## WRITTEN PROBLEM:
Set down exactly, and only, the lines from the one with "TARGET = chrome five-spoke wheel" to the final line of the entries, both included.

┌──

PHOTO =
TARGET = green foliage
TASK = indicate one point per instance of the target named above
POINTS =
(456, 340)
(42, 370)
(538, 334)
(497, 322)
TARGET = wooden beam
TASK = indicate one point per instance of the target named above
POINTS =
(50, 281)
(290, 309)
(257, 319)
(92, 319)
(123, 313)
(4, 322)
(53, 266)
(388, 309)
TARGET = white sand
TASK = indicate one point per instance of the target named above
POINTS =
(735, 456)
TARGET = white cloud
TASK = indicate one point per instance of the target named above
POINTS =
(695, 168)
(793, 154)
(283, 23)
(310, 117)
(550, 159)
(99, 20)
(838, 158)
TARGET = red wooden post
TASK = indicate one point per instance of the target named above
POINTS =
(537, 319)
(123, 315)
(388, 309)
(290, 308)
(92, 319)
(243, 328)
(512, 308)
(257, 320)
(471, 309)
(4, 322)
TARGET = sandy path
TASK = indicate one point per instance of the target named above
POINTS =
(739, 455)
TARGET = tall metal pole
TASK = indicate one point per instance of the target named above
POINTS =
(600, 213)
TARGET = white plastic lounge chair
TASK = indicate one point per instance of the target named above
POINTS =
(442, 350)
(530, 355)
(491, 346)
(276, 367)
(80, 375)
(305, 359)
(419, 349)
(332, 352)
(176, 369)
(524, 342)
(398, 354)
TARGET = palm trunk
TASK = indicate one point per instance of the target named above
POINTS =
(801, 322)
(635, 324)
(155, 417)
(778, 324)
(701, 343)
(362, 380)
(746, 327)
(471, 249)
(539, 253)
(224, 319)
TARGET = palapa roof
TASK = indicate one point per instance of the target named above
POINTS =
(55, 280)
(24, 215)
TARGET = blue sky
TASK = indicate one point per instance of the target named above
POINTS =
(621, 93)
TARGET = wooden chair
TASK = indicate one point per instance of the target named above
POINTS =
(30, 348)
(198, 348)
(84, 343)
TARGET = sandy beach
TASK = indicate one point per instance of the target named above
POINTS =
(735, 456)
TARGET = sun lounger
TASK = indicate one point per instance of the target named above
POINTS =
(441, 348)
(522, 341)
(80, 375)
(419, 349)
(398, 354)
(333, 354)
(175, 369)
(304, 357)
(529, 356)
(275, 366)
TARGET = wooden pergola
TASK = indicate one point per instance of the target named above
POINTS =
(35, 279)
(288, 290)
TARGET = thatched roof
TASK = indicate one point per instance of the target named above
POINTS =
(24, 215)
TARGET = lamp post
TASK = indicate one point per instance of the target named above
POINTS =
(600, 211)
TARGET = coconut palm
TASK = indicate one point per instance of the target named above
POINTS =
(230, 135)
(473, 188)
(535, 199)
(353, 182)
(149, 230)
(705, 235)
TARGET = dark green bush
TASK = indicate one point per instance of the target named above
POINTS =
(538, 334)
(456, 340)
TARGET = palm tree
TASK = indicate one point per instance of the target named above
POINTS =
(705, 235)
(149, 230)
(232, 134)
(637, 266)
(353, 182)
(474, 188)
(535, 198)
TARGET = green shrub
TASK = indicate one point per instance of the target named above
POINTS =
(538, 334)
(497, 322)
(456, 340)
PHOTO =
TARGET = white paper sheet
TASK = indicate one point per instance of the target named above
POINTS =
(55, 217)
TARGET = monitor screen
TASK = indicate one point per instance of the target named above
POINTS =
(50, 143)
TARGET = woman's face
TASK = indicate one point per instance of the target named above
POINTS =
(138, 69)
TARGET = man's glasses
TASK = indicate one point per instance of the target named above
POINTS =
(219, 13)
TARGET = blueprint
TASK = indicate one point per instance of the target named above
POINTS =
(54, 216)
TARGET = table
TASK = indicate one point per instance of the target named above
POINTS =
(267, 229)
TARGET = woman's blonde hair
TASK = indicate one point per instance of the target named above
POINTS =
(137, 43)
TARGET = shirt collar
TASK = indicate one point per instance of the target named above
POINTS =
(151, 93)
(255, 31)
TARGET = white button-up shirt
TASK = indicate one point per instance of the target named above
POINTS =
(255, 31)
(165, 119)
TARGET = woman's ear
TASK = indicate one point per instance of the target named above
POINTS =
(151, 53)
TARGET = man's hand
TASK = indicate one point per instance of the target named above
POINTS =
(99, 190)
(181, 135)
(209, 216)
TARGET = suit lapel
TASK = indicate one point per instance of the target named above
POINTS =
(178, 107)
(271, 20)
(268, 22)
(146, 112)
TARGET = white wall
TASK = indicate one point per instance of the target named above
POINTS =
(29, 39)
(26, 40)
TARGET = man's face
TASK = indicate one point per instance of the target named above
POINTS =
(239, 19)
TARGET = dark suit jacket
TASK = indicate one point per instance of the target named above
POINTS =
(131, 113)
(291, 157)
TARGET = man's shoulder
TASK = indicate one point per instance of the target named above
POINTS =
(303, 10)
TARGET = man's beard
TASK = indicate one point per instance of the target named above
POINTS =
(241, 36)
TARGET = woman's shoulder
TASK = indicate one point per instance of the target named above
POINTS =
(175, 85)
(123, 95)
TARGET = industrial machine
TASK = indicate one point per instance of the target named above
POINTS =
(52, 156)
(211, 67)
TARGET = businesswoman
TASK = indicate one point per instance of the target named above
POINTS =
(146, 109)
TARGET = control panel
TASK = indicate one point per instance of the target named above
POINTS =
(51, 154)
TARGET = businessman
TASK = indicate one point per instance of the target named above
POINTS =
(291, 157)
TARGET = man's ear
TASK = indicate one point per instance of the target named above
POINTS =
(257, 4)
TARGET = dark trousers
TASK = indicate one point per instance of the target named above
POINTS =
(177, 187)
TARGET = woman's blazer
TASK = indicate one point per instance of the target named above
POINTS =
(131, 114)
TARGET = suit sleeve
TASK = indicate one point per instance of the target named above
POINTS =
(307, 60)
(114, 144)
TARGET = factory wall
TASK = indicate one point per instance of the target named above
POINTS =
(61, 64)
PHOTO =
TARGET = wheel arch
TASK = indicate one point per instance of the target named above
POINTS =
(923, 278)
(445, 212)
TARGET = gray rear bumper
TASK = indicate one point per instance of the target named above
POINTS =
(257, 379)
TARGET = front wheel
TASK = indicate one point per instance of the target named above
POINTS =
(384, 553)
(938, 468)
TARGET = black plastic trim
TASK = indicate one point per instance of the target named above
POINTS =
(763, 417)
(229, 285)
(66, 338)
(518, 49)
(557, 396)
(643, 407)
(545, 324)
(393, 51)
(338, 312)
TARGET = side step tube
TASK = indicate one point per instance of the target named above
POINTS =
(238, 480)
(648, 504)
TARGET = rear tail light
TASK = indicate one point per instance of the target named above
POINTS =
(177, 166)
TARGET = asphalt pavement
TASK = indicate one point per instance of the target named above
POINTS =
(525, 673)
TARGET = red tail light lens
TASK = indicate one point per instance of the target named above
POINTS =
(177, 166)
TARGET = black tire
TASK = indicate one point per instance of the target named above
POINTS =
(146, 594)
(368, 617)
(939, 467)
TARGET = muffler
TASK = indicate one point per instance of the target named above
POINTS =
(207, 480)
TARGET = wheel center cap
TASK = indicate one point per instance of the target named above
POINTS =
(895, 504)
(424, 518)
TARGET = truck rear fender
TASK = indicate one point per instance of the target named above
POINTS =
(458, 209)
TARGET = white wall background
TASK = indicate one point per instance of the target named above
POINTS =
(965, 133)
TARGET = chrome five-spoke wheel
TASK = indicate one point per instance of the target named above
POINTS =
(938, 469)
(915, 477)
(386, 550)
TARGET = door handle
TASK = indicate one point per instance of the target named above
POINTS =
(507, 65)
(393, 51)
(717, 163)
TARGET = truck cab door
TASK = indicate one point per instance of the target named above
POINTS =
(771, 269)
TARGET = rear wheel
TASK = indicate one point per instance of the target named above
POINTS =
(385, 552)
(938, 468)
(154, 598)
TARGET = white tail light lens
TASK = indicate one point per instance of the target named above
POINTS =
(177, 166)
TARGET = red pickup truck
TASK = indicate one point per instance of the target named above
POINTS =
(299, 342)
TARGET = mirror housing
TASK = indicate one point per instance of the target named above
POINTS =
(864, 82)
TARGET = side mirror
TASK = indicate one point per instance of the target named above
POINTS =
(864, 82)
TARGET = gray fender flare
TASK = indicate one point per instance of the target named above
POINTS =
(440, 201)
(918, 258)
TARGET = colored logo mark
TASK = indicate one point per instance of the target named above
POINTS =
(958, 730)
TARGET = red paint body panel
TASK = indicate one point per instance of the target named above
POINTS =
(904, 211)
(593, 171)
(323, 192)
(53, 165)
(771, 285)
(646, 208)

└──

## WRITTEN REPLY:
TARGET = chrome five-spoke wheel
TASK = indicate one point per instance of the target named above
POINTS =
(938, 469)
(915, 477)
(386, 550)
TARGET = door handle
TASK = indicate one point per instance of the target named above
POINTS =
(507, 65)
(393, 51)
(717, 163)
TARGET = truck cab door
TASK = indicate one point per instance of the target named above
POINTS =
(771, 269)
TARGET = rear wheel
TASK = indicate one point per instance of the target named above
POINTS =
(385, 552)
(938, 468)
(154, 598)
TARGET = white tail light lens
TASK = indicate one point per instance of the target named above
POINTS =
(177, 166)
TARGET = red pickup truck
TASK = indicate one point per instance of the target named above
POINTS =
(299, 342)
TARGET = mirror housing
TASK = indicate one point per instance of the target named above
POINTS =
(864, 82)
TARGET = side mirror
TASK = indicate one point per instance of the target named above
POINTS =
(864, 82)
TARGET = gray fender flare
TASK = indicate one point per instance of the target named above
POINTS =
(440, 201)
(918, 258)
TARGET = colored logo mark
TASK = indicate one point per instance of the target named above
POINTS =
(958, 730)
TARGET = red paint body panel
TASK = indicate one point per instance of the target named above
POINTS =
(904, 211)
(593, 171)
(323, 192)
(53, 165)
(771, 285)
(646, 208)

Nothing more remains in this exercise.